** Supplied material follows **

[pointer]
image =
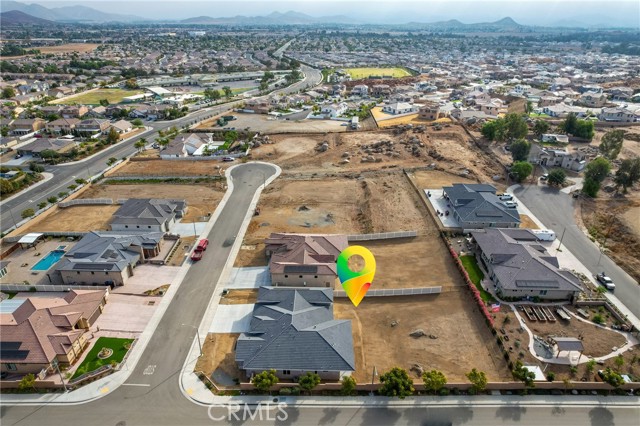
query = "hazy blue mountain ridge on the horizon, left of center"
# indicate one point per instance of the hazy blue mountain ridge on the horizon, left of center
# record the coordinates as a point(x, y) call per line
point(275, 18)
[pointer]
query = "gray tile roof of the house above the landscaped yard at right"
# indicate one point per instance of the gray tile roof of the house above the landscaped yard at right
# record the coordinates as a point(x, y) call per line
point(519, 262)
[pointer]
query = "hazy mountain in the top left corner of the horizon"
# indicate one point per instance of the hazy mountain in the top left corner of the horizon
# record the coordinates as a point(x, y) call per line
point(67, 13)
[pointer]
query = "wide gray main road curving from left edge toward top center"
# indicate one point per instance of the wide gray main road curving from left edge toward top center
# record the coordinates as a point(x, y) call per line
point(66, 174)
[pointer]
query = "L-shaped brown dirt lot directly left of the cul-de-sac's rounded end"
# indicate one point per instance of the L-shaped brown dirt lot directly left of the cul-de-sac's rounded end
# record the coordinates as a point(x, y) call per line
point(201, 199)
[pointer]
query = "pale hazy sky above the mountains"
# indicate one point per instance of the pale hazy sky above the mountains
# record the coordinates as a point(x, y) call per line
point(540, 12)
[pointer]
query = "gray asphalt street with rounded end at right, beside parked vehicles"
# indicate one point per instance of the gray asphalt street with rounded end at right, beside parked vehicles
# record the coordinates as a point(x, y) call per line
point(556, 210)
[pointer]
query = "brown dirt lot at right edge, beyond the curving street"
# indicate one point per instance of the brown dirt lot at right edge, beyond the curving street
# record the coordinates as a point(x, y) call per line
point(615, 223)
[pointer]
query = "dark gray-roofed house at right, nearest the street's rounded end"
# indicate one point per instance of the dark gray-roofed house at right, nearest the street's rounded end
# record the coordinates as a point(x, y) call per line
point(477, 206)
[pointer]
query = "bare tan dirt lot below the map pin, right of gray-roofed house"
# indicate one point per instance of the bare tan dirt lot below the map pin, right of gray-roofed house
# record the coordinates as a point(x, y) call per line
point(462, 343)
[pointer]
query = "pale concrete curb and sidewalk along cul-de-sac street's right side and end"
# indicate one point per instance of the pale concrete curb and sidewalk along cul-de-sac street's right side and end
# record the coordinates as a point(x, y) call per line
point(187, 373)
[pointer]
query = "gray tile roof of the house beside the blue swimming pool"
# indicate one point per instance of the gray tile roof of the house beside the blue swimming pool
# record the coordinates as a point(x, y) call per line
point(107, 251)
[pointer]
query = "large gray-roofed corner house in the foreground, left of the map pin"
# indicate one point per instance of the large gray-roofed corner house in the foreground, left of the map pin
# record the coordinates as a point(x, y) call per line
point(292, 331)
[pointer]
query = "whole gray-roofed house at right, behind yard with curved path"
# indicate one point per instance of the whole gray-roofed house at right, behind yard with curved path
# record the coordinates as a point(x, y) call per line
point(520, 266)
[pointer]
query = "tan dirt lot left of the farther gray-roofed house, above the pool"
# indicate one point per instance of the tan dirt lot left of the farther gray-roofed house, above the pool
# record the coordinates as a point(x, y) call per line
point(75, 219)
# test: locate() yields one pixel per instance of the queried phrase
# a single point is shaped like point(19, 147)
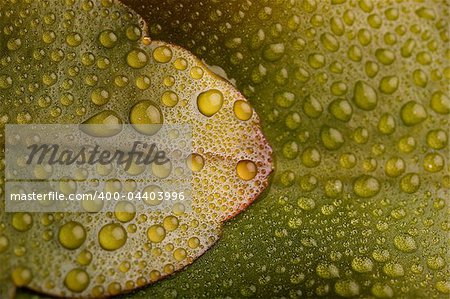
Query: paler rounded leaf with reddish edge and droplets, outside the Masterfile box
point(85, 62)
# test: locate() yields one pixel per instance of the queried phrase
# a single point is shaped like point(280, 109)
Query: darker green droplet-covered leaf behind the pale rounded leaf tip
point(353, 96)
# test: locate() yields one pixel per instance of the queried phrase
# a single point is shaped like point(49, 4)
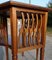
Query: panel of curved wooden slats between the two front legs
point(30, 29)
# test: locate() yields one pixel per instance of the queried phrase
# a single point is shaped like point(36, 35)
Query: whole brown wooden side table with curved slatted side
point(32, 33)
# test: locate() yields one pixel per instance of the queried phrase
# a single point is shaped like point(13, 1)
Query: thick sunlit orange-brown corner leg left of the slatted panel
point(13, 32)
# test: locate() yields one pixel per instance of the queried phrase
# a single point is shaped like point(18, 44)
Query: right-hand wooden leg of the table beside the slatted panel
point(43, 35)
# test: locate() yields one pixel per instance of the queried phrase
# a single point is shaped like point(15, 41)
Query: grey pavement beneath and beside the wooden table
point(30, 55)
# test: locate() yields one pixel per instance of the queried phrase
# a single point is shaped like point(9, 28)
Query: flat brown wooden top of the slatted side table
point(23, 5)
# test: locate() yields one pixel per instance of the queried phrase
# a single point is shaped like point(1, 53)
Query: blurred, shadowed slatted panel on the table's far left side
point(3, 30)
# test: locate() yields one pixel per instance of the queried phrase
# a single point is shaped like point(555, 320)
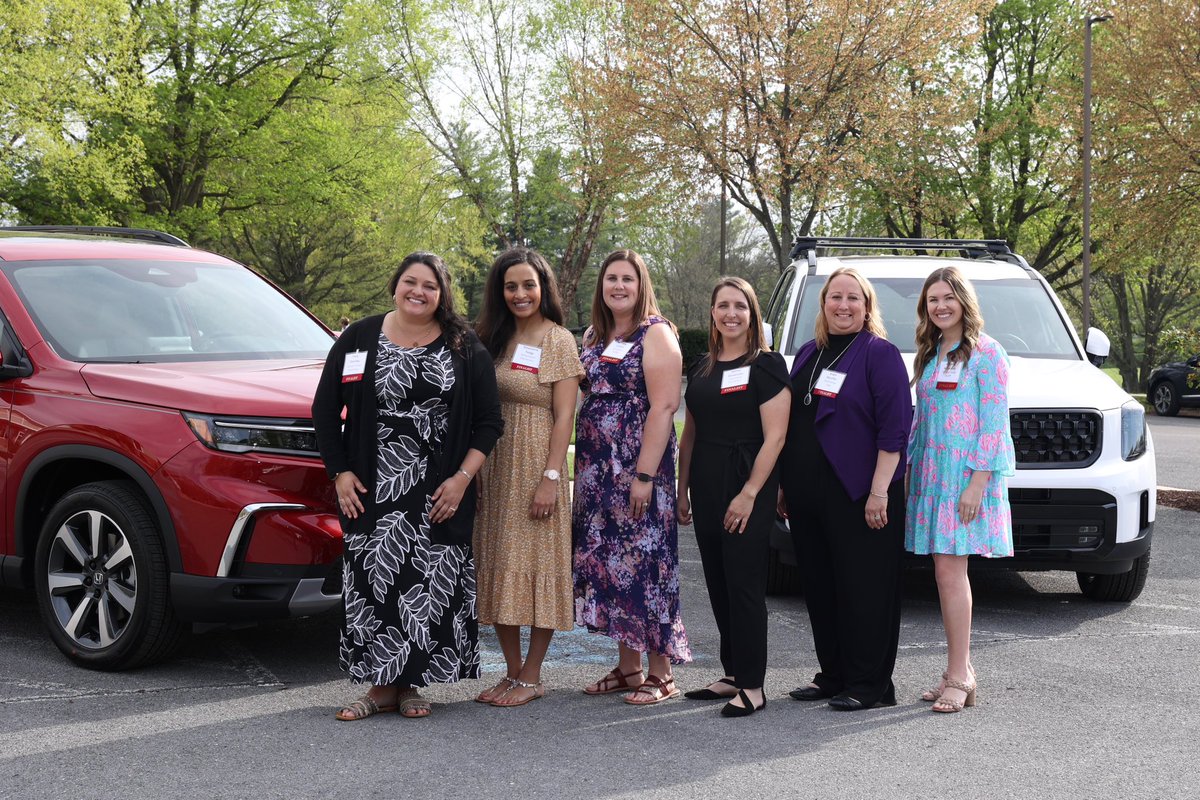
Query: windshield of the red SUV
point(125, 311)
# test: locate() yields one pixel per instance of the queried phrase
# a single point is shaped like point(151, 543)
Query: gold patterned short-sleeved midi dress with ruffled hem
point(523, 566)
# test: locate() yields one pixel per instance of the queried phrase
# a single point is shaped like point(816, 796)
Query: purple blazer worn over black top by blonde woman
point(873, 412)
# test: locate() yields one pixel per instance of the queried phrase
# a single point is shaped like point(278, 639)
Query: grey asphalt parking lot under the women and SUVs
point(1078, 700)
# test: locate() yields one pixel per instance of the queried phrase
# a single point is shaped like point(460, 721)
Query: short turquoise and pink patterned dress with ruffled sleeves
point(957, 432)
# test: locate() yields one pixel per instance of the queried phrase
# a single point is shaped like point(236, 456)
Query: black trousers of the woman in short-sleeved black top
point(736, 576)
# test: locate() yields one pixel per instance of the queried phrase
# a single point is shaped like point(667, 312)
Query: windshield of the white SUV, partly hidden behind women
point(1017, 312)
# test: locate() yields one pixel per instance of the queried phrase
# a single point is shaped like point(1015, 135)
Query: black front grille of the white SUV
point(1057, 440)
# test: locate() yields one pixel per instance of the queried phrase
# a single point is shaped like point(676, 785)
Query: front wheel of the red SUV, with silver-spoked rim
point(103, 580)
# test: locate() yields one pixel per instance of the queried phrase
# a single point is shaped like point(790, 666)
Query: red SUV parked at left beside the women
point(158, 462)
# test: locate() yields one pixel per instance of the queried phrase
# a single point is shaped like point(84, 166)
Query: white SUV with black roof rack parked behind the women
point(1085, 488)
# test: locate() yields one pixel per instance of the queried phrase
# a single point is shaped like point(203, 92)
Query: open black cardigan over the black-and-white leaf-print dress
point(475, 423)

** End of Supplied material **
** Supplied material follows **

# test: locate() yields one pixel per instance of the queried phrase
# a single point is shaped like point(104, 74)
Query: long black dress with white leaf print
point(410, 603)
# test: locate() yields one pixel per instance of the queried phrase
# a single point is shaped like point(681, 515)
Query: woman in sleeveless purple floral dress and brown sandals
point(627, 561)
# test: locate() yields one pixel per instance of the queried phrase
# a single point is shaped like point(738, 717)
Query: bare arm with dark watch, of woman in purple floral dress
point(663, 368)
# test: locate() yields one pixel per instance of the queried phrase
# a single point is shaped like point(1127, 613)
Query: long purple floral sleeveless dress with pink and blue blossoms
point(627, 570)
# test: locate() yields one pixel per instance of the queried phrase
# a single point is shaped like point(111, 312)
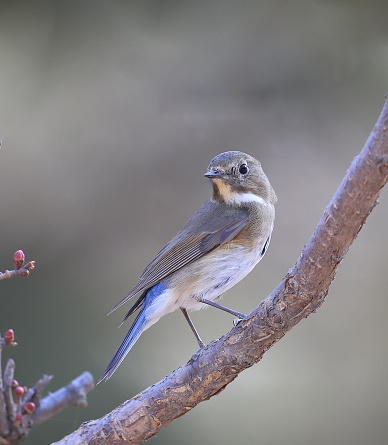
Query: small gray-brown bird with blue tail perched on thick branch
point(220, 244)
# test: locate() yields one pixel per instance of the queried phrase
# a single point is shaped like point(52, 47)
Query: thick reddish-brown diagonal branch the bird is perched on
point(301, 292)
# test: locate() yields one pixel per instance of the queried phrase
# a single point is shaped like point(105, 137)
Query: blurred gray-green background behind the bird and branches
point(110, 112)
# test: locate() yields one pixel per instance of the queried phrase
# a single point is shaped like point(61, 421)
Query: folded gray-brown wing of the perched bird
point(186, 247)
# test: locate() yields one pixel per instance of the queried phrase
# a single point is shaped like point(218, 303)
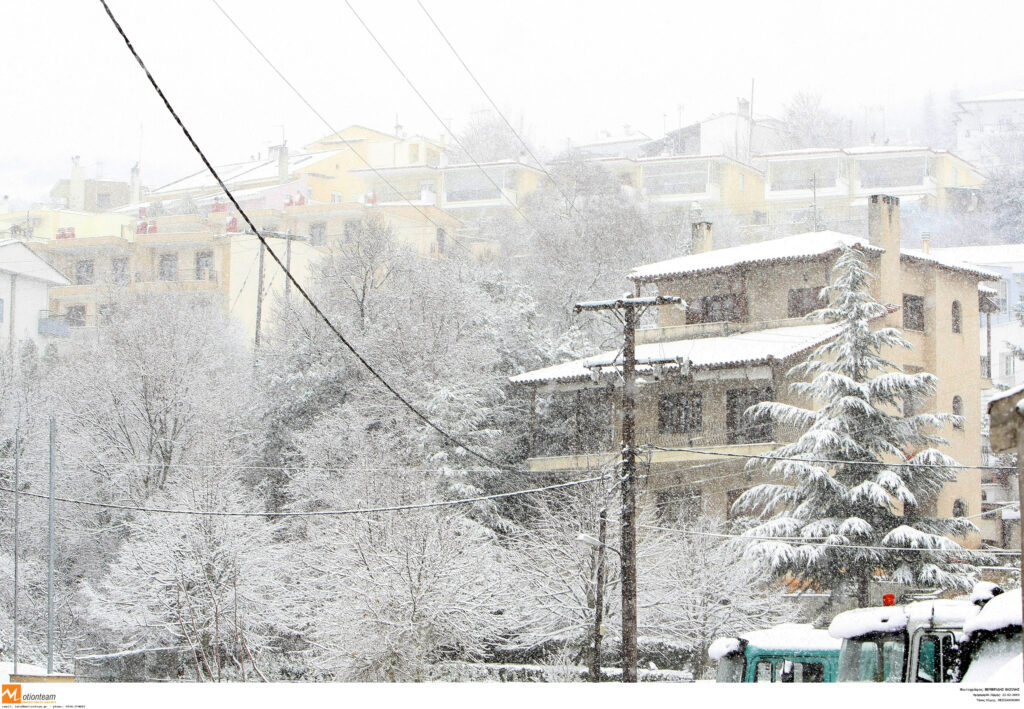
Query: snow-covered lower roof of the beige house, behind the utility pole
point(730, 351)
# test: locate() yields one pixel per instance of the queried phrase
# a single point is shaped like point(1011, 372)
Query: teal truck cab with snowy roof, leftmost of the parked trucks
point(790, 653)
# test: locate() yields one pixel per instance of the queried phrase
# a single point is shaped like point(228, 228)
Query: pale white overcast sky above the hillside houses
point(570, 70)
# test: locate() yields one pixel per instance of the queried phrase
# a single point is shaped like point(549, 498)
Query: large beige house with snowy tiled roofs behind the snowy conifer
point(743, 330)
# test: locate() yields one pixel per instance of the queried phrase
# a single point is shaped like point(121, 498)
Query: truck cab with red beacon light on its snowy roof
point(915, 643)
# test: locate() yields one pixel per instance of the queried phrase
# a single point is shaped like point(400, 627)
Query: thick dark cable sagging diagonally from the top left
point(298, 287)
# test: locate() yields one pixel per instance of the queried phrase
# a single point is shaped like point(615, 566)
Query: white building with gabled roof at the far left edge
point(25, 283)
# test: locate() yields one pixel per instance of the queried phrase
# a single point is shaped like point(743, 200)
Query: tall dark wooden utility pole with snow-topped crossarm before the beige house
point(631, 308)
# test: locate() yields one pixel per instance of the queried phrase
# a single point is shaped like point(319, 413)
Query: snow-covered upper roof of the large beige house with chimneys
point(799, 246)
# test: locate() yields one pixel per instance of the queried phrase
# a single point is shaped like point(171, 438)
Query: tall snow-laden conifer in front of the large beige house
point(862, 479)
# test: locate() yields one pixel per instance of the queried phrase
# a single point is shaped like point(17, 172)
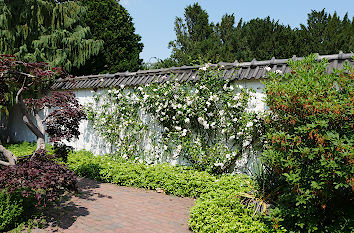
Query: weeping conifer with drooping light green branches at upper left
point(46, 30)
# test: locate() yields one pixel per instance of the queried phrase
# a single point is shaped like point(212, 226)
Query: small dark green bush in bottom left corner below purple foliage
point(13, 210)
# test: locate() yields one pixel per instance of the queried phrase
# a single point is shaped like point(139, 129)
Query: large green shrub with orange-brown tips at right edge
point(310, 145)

** End of Supplied material **
** Supplied material follows **

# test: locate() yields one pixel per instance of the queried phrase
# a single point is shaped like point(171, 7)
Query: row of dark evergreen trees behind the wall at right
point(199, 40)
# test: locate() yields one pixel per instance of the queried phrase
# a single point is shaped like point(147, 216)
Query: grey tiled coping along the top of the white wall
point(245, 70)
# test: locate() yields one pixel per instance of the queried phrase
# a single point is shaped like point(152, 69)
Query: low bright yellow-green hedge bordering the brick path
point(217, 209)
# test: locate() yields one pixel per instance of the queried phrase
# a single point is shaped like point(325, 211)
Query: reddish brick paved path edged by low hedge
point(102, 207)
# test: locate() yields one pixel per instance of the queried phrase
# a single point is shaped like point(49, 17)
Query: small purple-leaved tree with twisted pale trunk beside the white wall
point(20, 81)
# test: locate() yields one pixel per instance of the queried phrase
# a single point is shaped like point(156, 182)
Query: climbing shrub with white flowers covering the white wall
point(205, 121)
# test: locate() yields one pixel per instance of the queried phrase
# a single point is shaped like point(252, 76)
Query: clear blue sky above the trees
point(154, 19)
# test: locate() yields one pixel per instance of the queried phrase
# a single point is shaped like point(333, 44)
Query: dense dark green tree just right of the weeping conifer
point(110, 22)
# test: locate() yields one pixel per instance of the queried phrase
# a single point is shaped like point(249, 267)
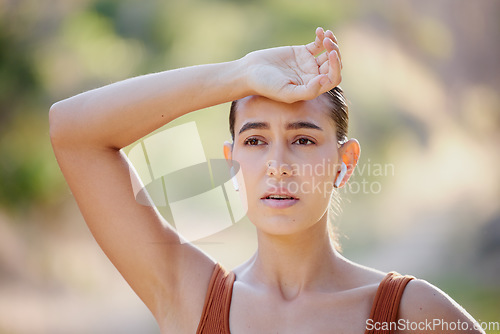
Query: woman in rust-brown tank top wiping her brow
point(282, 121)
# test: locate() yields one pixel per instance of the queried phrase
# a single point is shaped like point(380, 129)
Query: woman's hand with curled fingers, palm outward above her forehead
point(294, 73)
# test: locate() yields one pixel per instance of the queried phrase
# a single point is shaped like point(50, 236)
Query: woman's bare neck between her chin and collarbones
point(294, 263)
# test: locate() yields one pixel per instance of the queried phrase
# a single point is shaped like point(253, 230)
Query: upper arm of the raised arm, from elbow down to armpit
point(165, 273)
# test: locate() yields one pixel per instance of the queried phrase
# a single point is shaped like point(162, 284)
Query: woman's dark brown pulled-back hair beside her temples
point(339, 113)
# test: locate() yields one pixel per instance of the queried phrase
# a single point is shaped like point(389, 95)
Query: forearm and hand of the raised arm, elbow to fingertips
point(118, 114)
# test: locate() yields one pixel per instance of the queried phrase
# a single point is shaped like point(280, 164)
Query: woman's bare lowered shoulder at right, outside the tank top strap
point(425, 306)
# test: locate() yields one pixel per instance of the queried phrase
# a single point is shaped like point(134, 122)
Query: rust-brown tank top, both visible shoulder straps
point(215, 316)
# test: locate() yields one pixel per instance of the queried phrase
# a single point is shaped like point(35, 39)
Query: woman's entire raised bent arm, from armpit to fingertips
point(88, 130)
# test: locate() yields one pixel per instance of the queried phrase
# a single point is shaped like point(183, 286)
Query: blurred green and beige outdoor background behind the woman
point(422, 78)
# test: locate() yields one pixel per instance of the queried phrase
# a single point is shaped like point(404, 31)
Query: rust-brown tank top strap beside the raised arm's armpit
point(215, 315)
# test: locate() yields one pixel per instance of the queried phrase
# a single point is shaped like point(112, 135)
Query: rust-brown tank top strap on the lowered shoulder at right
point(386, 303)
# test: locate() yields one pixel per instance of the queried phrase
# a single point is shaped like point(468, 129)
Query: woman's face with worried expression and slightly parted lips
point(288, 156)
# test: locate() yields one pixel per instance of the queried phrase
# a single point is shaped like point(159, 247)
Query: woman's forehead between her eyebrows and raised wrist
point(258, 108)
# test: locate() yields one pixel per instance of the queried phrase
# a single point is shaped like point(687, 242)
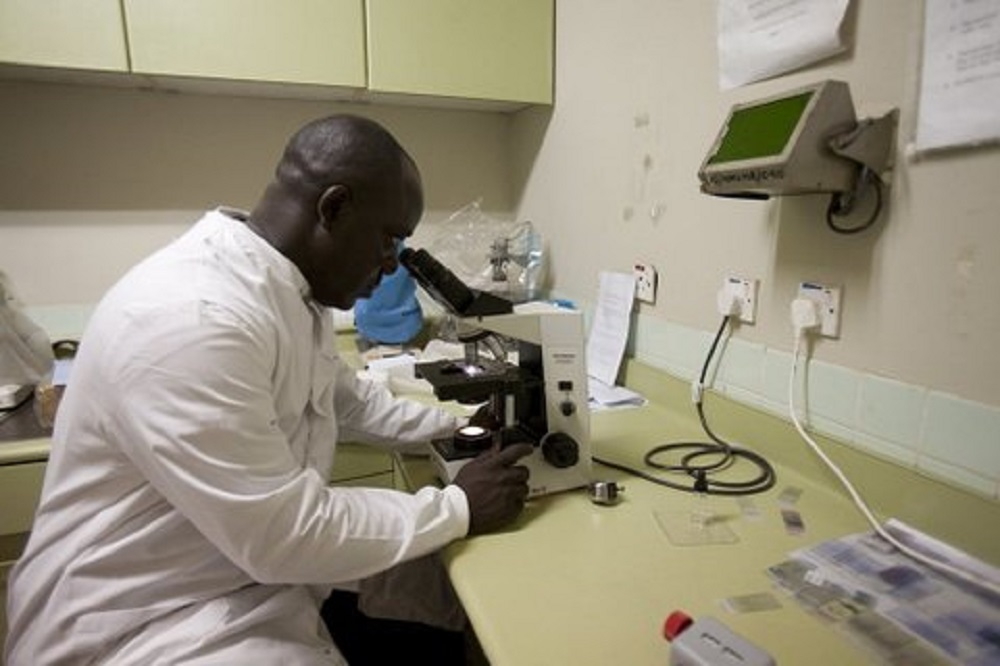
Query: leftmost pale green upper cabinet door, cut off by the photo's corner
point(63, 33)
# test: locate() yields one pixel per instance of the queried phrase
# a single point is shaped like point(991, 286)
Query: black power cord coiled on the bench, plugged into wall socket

** End of Supplied material **

* _Task prompt_
All that is wanted is the stretch of lines above from the one containing "# a single point is shaped like point(13, 1)" through the one containing "# a single point is shaped like point(18, 44)", duplicated exactly.

* _Solution to the exercise_
# a single point is shaped like point(13, 1)
Query: thick sunlit orange-brown corner leg left of the slatted panel
point(13, 32)
# test: locate() yields one pixel per instance of the queried phrase
# a single point is shaped like point(18, 44)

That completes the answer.